• _EXERCISE BRIEF_: Below are some records. Pull every line that contains the word "loose".

• _PROVIDED RECORDS_:
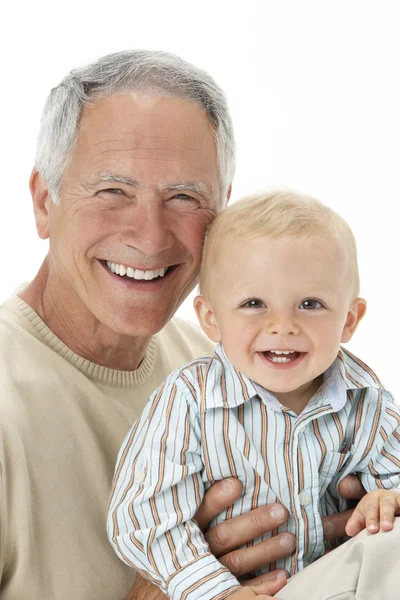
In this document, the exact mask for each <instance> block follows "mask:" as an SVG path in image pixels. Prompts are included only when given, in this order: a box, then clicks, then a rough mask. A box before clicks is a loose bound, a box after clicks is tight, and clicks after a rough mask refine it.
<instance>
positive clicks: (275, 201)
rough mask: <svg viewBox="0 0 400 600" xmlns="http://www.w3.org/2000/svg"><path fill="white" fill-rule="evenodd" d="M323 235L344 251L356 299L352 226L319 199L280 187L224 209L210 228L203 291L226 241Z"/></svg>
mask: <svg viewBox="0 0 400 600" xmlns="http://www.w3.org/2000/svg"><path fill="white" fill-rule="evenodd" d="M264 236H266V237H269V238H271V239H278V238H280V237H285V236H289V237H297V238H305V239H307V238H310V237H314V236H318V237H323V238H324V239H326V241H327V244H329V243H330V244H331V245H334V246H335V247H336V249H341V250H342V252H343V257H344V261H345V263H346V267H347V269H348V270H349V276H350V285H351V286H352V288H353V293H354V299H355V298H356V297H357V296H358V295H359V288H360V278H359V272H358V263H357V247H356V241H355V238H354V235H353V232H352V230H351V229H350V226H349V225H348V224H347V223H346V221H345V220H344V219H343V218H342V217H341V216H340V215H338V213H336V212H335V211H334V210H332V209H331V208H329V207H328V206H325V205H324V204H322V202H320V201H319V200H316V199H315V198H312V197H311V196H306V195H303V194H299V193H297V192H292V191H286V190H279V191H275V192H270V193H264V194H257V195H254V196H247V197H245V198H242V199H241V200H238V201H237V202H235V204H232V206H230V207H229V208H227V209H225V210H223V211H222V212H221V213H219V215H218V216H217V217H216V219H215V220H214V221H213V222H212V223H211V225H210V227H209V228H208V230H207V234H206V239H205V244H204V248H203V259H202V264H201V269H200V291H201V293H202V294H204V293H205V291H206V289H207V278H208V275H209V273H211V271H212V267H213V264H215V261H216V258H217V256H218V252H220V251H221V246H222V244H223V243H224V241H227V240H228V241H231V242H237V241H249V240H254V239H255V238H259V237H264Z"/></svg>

==

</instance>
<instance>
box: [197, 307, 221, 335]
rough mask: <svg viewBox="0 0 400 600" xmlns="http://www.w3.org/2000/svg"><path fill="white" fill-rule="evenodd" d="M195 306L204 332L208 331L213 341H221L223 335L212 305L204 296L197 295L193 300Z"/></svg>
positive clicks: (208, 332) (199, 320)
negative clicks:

* * *

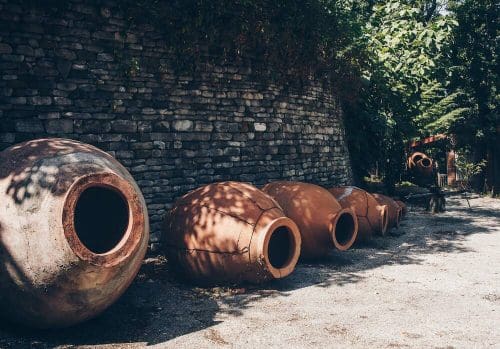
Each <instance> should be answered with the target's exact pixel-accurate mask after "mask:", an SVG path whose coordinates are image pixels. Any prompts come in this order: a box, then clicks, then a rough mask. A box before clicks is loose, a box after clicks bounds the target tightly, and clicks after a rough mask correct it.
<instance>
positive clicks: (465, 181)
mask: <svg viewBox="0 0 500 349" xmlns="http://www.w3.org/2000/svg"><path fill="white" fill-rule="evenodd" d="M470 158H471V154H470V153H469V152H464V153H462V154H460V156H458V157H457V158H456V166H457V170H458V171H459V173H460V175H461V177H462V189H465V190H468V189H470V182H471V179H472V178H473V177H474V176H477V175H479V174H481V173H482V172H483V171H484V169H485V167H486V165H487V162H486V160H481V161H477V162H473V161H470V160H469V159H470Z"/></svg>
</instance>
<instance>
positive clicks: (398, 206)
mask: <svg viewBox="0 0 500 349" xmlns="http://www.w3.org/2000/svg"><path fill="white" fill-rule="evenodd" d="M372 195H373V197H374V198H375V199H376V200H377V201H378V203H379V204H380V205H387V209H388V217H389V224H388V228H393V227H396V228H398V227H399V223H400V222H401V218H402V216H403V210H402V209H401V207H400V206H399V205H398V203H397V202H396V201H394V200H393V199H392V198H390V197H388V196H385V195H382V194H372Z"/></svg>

• _YOUR SOLUTION_:
In this document, the exact mask for each <instance> block follows "mask:" as an SVG path in image pixels. Prompts are included only when given, in this order: a box, then clicks, then a rough mask. A box before clicks is a loose bound, a box after clicks is tight, and clicks after a rough mask refine it.
Each <instance> should be answered with the target's exact pixel-accurate mask after "mask:", an SVG path whose coordinates are image pixels. Any prompts come in this order: a box, then clicks, then a rough mask. A box before clicks is loose, a box after clicks bounds the target tightly, and clicks after a rough mask correct it.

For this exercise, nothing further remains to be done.